• YOUR GOAL:
Express each line of the following entries as a string in a JSON list, one string per line, with blank lines left out.

• DATA ENTRIES:
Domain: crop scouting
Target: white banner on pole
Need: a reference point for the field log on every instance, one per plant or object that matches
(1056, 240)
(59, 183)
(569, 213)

• TASK SOLUTION:
[
  "Domain: crop scouting",
  "Target: white banner on pole",
  "Need: a reference point for the field log on every instance, one per plant or object that matches",
  "(1056, 240)",
  "(59, 183)",
  "(569, 213)"
]